À faire:
**A.** Répondez à ces questions sur le texte consacré à l'éducation populaire :
(i) En quelle année Condorcet remet-il son rapport à l'Assemblée législative ?
(ii) D'après la citation de Condorcet, entre quelles deux classes le genre humain resterait-il partagé ?
(iii) Quels trois courants naissent en France au XIXème siècle ?
**B.** Poursuivez le texte consacré à l'éducation populaire après sa dernière phrase.

Source:

#####

En 1792, en pleine révolution, Condorcet remet à l’Assemblée législative un Rapport sur l’instruction publique dans lequel on peut lire : « Tant qu’il y aura des hommes qui n’obéiront pas à leur raison seule, qui recevront leurs opinions d’une opinion étrangère, en vain toutes les chaînes auraient été brisées, en vain des opinions de commandes seraient d’utiles vérités. Le genre humain n’en resterait pas moins partagé entre deux classes : celle des hommes qui raisonnent, et celle des hommes qui croient. Celle des maîtres et celle des esclaves ».
Si la Révolution française n’a pas abouti à une émancipation des exploités, se limitant à substituer au pouvoir de l’aristocratie celui de la bourgeoisie capitaliste, elle a néanmoins permis le brassage d’un grand nombre d’idées émancipatrices, dont celles défendues par Condorcet.
Elles vont faire leur chemin.
Au XIXème siècle, marqué en France par les révolutions de 1830, 1848 et 1871, naissent trois courant qui pratiquent, chacun à leur façon, une forme d’éducation populaire : un courant laïc républicain, un courant chrétien social, et un courant ouvrier et révolutionnaire.

#####

Jeu de données:
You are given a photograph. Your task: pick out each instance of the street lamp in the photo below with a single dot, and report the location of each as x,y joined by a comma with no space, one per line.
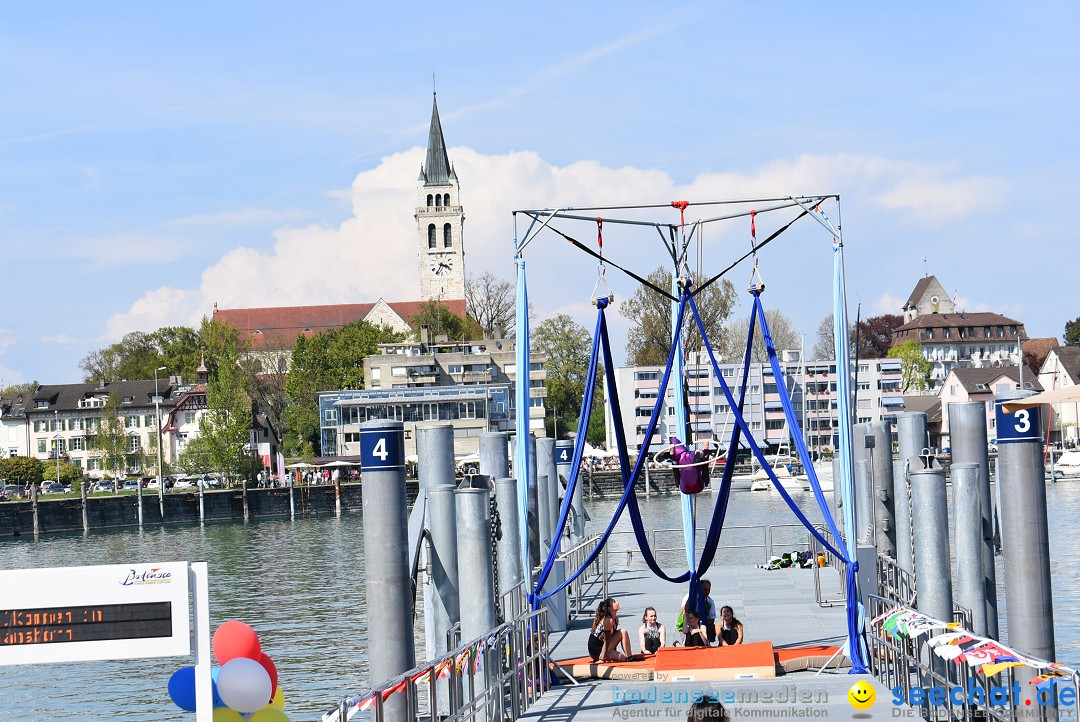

#####

Réponses:
**A.**
(i) En 1792.
(ii) Celle des hommes qui raisonnent et celle des hommes qui croient, c'est-à-dire celle des maîtres et celle des esclaves.
(iii) Un courant laïc républicain, un courant chrétien social, et un courant ouvrier et révolutionnaire.

**B.**
Contre l’obscurantisme :
Le courant laïc républicain
À la suite de Condorcet, le courant laïc républicain estime qu’il faut faire reculer l’obscurantisme entretenu par l’Église pour établir solidement une République. Se créent alors les grandes associations laïques qui visent à développer l’éducation pluridisciplinaire des adultes pour créer les conditions du progrès social.
Ainsi, au lendemain de 1830, est fondée l’association polytechnique, dont l’un des animateurs est Auguste Comte, le philosophe du « positivisme ». En 1848, c’est la création de l’association philotechnique. En 1866, la célèbre Ligue de l’enseignement, créée par Jean Macé, journaliste républicain et auteur d’ouvrages de vulgarisation scientifique.
En 1868, alors que le Second Empire s’adoucit, une loi autorise les réunions publiques, dès lors qu’elles ne traitent ni de politique ni de religion. Évidemment, cet interdit est vite contourné, et l’on voit se multiplier les espaces permettant au peuple de s’instruire et même d’aborder les questions sociales. Ces réunions publiques de l’Empire finissant sont de réels lieux d’éducation populaire, déterminants dans la formation politique et la diffusion des idées de celles et ceux qui deviendront des Communards.
En 1871, la Commune de Paris décrète certaines réformes, parmi lesquelles l’enseignement laïc et gratuit, ainsi que l’enseignement professionnel assuré par les travailleurs eux-mêmes.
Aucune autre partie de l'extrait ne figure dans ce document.